:: PROBLEM DESCRIPTION ::
Every entry is to be returned as it stands, apart from the pictures.

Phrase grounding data
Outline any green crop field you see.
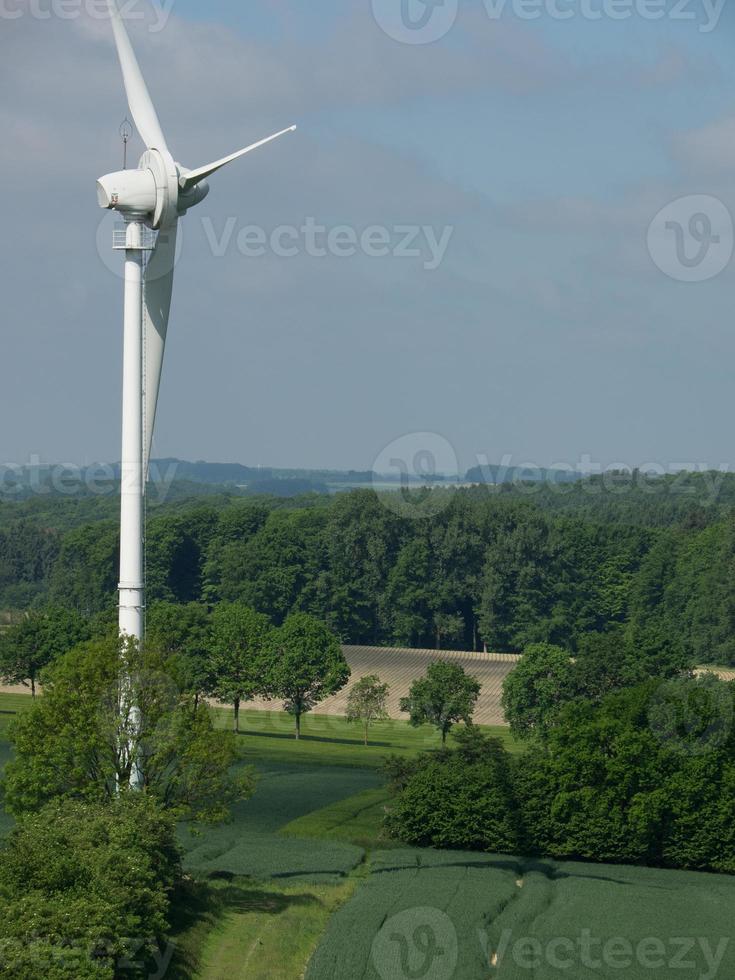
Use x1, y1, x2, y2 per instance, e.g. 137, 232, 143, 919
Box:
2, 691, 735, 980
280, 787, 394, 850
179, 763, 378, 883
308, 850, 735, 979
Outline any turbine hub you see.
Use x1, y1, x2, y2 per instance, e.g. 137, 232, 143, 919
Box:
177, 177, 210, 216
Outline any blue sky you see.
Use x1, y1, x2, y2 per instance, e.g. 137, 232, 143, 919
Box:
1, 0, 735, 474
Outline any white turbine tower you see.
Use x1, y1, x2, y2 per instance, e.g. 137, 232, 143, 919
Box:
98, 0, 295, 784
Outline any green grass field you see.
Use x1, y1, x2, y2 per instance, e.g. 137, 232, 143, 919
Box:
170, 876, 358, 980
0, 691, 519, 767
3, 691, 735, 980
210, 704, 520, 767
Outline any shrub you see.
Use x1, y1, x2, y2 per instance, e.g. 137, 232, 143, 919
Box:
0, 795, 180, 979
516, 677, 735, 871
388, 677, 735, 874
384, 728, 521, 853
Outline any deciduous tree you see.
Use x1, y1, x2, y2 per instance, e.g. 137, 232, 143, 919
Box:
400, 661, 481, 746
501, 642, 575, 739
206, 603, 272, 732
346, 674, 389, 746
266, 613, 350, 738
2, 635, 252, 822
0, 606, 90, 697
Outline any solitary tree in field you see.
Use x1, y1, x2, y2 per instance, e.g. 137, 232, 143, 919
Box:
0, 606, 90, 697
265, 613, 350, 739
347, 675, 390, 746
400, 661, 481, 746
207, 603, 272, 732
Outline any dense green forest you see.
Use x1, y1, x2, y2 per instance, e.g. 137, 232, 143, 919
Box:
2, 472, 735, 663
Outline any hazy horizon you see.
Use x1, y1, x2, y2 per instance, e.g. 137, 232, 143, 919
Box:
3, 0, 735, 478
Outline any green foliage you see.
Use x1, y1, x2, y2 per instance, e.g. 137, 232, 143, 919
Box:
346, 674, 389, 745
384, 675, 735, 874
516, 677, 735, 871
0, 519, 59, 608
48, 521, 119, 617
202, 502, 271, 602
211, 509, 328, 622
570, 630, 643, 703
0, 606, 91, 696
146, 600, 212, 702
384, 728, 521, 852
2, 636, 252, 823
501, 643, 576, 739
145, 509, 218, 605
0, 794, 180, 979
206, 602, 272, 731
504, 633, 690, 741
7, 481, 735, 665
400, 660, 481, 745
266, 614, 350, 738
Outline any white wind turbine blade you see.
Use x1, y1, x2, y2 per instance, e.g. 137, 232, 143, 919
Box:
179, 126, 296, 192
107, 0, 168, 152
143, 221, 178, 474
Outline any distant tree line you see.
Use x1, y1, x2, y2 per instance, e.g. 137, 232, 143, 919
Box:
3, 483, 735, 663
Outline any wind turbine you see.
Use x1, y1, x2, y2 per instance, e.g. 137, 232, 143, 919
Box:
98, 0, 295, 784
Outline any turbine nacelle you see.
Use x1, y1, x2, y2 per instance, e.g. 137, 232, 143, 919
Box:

:: RESPONSE ::
Outline any green crop field you see.
Use x1, y1, x2, y2 per instance, e.g. 137, 232, 143, 919
Box:
2, 691, 735, 980
280, 787, 394, 850
179, 763, 378, 883
308, 850, 735, 979
Outline any turbine hub you see.
Use x1, y1, x2, y2 per instance, e.g. 137, 232, 143, 919
Box:
177, 177, 210, 216
Outline any blue sky you see.
Use x1, y1, x2, y2 per instance, e.g. 137, 232, 143, 919
Box:
1, 0, 735, 474
Outline any white turbine tower you see.
Use x1, y1, x2, y2 per instance, e.g. 137, 232, 143, 919
Box:
98, 0, 295, 784
Outline any green grass field you see.
Use x1, y1, x2, y2 per instance, e.g. 137, 232, 143, 919
Box:
170, 876, 358, 980
0, 691, 519, 767
3, 691, 735, 980
210, 704, 520, 767
Outline any shrub you see.
Use x1, y1, x2, y2 per instance, e.g. 137, 232, 143, 919
Box:
0, 795, 180, 979
516, 677, 735, 871
388, 677, 735, 874
384, 728, 521, 853
Outline any deciduous tree you see.
Use x1, y1, x2, y2 per instance, e.g. 137, 232, 143, 919
Box:
400, 661, 481, 746
501, 642, 575, 739
206, 603, 272, 732
346, 674, 389, 746
266, 613, 350, 738
2, 635, 252, 822
0, 606, 90, 697
Outline any solitary tree in field you see.
Use x1, y1, x2, y2 per instance, e.g. 137, 232, 143, 919
Box:
0, 606, 90, 697
265, 613, 350, 739
347, 675, 390, 746
400, 661, 481, 746
207, 603, 272, 732
Outline any dense green forest you see.
Use x1, y1, x2, y2 per instance, e.g. 137, 232, 143, 919
Box:
2, 472, 735, 663
Outline any hazy horizon you see.
Use x1, y1, x2, y2 per instance, e.g. 137, 232, 143, 919
Box:
3, 0, 735, 478
Outline any green foliage you see.
Use x1, y1, x2, y2 per instance, e.g. 137, 232, 143, 919
Box:
346, 674, 389, 745
384, 675, 735, 874
516, 677, 735, 871
0, 519, 59, 608
48, 521, 119, 617
202, 502, 271, 602
211, 509, 328, 622
570, 630, 643, 703
0, 606, 91, 696
146, 600, 212, 702
384, 728, 521, 852
2, 636, 252, 823
501, 643, 576, 739
145, 509, 218, 605
0, 794, 180, 979
206, 602, 272, 731
504, 633, 690, 741
7, 481, 735, 665
400, 660, 481, 745
266, 614, 350, 738
Outline any white wind turbine blade you see.
Use x1, y1, x2, y2 per instance, e.g. 137, 232, 143, 919
Box:
179, 126, 296, 192
107, 0, 168, 152
143, 221, 178, 474
Outline any distant tree line you see.
Use x1, y1, x2, y2 per instance, e.g. 137, 232, 143, 919
Box:
3, 483, 735, 663
Outline any wind turbine you see.
Use x1, y1, x2, y2 per instance, e.g. 137, 232, 143, 919
Box:
98, 0, 295, 784
Outline any turbine nacelle you see.
Use x1, y1, x2, y2 per instance, e.g. 137, 232, 143, 919
Box:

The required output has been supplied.